◆ OBJECTIVE
Lines before the one containing "wooden bench, and" are left out; copy that line and every later line through the end of the data exactly.

◆ DATASET RECORDS

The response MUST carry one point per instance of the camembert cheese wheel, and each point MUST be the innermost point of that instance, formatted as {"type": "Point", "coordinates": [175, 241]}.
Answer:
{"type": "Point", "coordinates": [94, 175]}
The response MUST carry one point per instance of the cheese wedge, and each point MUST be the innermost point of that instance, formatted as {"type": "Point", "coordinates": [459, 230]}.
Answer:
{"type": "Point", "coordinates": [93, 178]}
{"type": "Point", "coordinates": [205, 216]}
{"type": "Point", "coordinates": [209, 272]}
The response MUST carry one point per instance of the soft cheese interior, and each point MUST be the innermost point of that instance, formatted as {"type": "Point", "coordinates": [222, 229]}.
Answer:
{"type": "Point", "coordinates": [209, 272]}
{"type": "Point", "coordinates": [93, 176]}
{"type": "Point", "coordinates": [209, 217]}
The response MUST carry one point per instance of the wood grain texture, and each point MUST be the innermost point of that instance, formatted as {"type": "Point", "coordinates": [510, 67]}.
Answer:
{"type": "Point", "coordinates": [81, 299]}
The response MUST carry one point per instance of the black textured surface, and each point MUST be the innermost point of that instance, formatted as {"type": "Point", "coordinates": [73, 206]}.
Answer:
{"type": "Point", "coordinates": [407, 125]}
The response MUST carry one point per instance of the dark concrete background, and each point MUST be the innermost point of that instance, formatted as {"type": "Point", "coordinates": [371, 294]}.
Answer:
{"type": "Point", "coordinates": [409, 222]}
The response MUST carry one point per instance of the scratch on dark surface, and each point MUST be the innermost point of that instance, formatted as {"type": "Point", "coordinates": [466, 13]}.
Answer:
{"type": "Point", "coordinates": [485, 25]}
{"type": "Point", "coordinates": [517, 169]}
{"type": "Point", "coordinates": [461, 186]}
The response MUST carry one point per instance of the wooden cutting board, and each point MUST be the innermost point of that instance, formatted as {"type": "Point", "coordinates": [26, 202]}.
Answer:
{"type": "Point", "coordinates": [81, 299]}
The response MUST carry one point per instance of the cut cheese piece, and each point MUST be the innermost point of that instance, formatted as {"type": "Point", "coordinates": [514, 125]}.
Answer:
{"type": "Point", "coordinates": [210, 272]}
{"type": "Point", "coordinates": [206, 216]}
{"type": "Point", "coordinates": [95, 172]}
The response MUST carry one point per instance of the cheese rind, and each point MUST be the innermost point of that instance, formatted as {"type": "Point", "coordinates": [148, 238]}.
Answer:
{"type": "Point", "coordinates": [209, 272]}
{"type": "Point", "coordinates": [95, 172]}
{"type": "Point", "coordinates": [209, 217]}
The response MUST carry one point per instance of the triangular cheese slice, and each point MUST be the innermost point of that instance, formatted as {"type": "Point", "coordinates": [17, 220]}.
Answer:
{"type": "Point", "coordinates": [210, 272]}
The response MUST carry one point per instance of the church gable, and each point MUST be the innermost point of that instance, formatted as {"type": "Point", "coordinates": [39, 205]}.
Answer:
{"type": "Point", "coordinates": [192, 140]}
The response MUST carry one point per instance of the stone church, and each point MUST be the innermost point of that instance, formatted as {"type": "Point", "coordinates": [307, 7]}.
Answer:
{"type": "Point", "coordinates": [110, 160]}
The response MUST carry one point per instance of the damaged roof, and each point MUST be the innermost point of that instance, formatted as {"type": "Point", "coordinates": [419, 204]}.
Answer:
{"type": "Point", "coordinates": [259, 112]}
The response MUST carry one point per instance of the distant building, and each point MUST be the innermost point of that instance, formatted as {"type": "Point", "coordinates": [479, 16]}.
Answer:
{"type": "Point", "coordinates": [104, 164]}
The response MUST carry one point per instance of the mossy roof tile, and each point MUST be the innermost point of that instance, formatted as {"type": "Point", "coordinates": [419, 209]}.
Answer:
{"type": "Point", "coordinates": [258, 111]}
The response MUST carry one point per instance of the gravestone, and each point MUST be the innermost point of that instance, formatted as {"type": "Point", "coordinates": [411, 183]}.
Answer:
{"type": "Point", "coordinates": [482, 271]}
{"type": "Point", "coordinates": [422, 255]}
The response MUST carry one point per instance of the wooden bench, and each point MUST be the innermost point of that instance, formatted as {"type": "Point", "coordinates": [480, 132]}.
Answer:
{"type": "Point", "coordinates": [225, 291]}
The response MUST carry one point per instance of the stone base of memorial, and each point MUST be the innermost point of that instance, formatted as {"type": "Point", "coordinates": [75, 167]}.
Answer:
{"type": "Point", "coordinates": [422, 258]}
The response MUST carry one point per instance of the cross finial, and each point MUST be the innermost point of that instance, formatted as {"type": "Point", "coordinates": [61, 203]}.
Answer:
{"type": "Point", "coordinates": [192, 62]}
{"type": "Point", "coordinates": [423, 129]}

◆ TASK ANSWER
The response MUST carry one point per instance of the wooden bench, and each point MUST be the innermost point of that instance, formatted as {"type": "Point", "coordinates": [480, 132]}.
Answer:
{"type": "Point", "coordinates": [225, 291]}
The response MUST carry one point per instance of the stone base of memorial, and each point MUST be the innermost point of that instance, formatted as {"type": "Point", "coordinates": [75, 167]}.
Answer:
{"type": "Point", "coordinates": [422, 258]}
The response MUST carry one point per instance of the cross finial, and each point MUST be the innermost point of that instance, formatted as {"type": "Point", "coordinates": [61, 203]}.
Answer:
{"type": "Point", "coordinates": [192, 62]}
{"type": "Point", "coordinates": [423, 129]}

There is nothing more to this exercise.